» **Work to complete**:
Scan the data for "wooden" and copy each matching line.

*** Opening Source data ***

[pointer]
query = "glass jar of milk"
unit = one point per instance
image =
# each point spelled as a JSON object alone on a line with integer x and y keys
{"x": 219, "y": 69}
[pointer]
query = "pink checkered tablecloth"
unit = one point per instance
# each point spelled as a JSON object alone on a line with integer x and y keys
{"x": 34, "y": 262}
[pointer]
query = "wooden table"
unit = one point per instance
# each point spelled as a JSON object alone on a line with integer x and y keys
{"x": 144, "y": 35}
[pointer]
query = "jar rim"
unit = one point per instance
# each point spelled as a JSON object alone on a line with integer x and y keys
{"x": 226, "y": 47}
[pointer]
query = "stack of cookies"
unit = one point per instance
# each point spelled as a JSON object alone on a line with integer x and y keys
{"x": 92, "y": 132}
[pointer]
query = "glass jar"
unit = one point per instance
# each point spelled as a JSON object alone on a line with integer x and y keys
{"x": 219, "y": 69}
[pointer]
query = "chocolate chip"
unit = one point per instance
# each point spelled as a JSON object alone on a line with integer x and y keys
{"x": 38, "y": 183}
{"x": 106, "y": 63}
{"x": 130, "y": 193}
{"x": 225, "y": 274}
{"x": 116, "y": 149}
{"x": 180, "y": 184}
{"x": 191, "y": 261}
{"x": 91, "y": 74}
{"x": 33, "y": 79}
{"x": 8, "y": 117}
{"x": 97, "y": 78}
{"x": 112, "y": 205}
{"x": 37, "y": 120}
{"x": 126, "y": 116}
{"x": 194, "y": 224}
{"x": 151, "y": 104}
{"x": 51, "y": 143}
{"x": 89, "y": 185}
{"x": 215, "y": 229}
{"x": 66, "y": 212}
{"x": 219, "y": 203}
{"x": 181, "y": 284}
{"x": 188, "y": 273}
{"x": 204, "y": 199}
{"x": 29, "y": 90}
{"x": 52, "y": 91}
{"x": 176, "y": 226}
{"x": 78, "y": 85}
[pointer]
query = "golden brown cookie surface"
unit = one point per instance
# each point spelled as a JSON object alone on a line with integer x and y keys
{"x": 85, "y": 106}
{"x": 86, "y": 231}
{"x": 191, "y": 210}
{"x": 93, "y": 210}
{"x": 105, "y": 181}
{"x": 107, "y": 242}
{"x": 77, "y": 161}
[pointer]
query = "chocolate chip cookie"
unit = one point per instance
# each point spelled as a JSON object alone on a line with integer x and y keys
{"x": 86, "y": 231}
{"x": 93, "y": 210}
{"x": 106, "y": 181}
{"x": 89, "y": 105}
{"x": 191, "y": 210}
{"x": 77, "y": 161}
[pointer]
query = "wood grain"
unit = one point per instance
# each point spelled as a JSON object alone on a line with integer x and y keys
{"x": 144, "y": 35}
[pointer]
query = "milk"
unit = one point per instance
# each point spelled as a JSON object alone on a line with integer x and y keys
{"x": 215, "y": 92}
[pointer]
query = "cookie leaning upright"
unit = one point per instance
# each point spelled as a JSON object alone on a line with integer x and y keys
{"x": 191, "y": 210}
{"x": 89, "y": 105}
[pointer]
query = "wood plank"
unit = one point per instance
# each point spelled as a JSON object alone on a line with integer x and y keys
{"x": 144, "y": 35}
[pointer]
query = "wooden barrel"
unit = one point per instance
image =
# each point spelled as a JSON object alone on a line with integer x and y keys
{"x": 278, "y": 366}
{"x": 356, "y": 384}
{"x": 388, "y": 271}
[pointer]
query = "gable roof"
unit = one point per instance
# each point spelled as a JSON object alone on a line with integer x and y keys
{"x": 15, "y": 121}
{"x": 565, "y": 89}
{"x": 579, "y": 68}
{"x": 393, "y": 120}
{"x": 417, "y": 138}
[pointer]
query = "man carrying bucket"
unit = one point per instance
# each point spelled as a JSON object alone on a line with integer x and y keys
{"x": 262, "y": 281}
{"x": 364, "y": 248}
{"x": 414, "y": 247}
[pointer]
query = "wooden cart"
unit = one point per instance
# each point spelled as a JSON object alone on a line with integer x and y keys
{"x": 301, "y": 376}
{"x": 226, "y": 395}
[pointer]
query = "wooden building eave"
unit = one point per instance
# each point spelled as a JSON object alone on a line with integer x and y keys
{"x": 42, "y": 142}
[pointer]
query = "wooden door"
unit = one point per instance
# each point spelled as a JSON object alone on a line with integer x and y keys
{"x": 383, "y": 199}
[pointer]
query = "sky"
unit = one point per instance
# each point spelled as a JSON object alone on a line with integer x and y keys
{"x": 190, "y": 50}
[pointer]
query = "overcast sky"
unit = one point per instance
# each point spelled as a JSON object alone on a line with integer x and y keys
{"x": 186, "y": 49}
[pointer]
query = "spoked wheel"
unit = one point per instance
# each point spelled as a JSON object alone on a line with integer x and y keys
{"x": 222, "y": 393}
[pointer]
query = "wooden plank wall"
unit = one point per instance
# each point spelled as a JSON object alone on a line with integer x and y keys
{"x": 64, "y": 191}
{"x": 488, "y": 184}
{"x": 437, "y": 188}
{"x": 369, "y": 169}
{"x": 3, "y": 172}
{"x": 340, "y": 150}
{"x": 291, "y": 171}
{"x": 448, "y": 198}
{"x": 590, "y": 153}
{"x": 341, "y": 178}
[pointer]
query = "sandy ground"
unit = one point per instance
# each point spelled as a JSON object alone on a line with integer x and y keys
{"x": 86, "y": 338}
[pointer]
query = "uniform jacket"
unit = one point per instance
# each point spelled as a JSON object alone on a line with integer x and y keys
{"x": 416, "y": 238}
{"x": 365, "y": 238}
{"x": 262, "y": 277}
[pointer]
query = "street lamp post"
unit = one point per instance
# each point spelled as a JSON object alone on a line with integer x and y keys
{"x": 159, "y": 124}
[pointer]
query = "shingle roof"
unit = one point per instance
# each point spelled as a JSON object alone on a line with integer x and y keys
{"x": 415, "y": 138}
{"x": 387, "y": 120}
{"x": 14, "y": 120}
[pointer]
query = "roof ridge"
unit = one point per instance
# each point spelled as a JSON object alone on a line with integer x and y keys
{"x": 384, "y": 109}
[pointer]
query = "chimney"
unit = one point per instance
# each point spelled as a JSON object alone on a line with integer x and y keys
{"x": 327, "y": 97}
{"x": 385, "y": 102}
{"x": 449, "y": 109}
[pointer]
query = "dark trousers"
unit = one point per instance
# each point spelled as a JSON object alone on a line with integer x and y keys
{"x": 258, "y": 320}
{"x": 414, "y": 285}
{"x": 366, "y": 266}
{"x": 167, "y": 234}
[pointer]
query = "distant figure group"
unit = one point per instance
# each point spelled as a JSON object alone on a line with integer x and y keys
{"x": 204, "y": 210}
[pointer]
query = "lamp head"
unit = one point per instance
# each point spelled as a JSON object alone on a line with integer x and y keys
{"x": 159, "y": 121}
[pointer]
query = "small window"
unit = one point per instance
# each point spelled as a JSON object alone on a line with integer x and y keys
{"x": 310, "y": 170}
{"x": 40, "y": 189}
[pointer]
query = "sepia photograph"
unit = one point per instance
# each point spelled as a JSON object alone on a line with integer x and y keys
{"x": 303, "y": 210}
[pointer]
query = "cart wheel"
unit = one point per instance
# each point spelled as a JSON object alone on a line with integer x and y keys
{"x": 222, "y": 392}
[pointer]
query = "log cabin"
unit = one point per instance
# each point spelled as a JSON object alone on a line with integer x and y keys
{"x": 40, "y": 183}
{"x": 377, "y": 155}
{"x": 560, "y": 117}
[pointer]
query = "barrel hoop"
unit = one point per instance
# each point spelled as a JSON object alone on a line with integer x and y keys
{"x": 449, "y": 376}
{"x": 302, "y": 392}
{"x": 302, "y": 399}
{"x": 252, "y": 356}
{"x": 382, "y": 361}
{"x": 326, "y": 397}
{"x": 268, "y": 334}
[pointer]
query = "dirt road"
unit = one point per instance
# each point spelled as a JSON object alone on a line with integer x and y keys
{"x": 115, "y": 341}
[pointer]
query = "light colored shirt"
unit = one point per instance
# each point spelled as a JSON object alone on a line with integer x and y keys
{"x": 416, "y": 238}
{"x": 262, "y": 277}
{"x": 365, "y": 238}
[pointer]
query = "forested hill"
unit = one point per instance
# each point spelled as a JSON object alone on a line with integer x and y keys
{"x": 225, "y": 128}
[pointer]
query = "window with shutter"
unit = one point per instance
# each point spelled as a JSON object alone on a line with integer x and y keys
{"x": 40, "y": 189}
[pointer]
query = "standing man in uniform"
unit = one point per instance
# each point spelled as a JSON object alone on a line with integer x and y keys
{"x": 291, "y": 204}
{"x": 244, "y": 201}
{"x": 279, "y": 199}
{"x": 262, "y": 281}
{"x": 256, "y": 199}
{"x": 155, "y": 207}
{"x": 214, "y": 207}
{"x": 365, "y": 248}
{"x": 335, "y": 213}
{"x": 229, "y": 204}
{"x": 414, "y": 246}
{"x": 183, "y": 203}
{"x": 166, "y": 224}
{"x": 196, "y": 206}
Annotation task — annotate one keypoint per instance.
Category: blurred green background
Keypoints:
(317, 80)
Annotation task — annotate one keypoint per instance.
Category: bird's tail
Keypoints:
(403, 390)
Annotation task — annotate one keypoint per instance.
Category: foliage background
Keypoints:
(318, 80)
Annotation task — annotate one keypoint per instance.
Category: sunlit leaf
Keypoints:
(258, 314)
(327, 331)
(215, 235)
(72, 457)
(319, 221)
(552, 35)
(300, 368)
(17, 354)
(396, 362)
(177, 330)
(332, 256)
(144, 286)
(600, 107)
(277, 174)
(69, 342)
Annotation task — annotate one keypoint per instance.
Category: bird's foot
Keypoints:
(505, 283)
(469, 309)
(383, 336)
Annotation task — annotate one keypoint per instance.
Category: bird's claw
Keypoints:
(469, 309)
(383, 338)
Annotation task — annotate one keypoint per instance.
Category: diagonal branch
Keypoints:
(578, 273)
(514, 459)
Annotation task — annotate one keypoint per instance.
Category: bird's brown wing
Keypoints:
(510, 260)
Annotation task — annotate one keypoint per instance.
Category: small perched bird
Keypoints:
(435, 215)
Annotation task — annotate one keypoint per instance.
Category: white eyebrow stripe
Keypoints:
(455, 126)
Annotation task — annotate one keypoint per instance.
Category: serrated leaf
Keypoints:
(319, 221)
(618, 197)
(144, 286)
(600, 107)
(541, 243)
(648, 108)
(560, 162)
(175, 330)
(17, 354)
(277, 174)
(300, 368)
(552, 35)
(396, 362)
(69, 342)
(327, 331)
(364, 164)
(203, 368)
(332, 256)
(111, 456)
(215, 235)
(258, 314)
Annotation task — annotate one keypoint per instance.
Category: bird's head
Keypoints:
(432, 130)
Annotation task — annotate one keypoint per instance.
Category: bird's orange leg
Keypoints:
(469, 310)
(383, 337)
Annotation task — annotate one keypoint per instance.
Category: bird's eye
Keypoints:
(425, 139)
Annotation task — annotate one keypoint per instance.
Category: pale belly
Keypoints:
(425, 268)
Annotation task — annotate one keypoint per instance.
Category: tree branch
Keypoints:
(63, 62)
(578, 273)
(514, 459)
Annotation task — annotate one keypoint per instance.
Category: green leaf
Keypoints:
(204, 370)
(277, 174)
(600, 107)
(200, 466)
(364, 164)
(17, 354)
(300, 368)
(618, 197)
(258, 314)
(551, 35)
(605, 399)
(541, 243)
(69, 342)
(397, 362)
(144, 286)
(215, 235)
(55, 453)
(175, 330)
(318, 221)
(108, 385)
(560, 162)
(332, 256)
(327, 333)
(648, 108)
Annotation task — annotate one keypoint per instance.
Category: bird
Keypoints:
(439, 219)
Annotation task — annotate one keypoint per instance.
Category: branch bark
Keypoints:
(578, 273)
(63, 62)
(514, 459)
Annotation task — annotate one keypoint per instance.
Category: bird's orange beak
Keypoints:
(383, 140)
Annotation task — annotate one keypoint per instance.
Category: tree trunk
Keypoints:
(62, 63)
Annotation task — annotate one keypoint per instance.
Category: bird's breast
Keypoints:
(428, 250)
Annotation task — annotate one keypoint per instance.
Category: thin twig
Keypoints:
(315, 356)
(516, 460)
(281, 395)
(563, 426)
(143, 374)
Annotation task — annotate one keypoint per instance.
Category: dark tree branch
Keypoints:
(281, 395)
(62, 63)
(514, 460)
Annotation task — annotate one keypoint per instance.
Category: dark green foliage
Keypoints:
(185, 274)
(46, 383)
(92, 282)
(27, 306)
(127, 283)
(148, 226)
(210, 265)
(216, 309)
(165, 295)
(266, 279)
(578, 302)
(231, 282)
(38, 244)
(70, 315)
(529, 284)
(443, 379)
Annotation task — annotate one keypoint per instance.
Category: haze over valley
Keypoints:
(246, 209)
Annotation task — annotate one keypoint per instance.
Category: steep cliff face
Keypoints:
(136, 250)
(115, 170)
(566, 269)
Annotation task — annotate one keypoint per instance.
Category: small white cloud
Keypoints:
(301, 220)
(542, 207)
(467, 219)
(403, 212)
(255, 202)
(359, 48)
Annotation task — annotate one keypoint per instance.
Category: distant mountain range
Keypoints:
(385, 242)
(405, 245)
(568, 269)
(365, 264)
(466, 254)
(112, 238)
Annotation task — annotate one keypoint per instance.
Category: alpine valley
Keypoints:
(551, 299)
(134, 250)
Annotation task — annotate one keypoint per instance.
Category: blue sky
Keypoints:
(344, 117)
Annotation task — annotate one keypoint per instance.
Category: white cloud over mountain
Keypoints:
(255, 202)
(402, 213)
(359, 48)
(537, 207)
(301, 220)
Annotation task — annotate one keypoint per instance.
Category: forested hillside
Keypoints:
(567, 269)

*** Closing Source data ***

» **Your solution**:
query = "wooden table"
query = "wooden barrel"
query = "wooden cart"
query = "wooden building eave"
query = "wooden door"
query = "wooden plank wall"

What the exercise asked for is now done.